### TEKST
HOOFDSTUK 2 ORDE EN VEILIGHEID IN DE HAVEN
Artikel 2.1 De schipper
- 1.
De schipper is verantwoordelijk voor de naleving van de bepalingen van deze verordening voor zover hij hierop direct invloed kan uitoefenen en onverminderd de verantwoordelijkheid van alle andere personen, voortvloeiende uit andere wettelijke regelingen.
- 2.
De schipper is verplicht zich in het belang van de openbare orde, volksgezondheid, veiligheid, milieuhygiëne en het aanzien van de gemeente te houden aan de aanwijzingen van de havenmeester.
- 3.
De schipper die van de haven gebruik maakt is verplicht de nodige voorzorgen te nemen dat met zijn vaartuig geen brand, aanvaring, hinder of schade wordt veroorzaakt of de veiligheid van personen of goederen op andere wijze in gevaar wordt gebracht.
- 4.
De schipper mag de doorvaart door de vaargeul niet belemmeren
- 5.

(Aanwijspunten bij benoemde objecten)
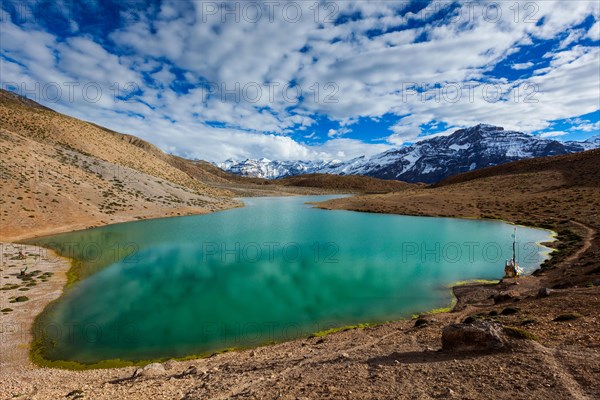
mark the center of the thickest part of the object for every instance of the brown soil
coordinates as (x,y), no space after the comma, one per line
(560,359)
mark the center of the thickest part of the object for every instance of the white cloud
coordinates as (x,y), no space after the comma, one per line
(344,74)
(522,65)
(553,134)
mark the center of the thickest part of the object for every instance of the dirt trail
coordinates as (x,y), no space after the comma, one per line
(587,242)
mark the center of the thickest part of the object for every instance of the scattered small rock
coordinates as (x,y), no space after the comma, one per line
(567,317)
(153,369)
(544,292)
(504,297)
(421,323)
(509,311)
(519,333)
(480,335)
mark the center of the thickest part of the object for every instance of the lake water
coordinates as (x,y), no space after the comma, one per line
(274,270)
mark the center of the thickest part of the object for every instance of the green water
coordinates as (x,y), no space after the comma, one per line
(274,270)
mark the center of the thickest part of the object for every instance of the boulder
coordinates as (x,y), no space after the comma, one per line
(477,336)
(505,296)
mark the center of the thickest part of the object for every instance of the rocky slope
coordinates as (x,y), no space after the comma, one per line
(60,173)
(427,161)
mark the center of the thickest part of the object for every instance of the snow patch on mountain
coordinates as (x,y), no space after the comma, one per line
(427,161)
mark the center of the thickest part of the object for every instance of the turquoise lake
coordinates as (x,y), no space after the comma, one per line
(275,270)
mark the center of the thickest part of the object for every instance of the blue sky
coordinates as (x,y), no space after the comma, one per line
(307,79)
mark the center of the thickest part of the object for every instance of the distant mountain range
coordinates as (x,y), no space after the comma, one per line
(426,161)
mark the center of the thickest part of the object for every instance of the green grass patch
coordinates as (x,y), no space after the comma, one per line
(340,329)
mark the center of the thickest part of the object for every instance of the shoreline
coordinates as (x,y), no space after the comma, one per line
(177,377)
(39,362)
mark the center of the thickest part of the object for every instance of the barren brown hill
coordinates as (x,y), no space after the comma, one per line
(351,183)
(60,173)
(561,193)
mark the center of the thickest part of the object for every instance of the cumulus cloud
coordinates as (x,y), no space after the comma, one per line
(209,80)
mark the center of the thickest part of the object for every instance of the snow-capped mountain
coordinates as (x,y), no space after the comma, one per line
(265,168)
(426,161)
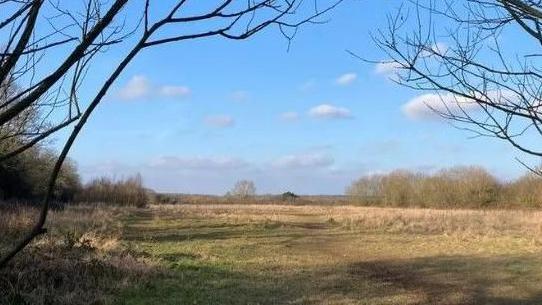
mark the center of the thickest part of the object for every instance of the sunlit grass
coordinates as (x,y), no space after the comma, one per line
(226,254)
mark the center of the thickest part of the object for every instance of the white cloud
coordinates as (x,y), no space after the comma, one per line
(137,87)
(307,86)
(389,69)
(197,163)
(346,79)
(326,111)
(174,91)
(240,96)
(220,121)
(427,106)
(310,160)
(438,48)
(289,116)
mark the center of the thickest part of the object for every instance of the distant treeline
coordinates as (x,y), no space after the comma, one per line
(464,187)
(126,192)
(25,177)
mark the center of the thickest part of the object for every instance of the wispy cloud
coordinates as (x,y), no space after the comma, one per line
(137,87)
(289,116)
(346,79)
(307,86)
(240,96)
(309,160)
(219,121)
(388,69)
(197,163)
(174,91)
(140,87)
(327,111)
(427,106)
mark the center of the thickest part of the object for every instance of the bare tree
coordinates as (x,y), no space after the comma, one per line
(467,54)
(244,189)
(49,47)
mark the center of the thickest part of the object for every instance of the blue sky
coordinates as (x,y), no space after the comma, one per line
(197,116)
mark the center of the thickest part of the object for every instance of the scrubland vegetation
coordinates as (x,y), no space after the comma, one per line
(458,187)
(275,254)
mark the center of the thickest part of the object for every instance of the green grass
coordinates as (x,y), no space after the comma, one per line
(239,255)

### OPDRACHT
Noem in de tekst over orde en veiligheid in de haven alle belangen waarvoor de schipper zich aan de aanwijzingen van de havenmeester moet houden. Gebruik alleen de tekst.

### ANTWOORD
- de openbare orde
- de volksgezondheid
- de veiligheid
- de milieuhygiëne
- het aanzien van de gemeente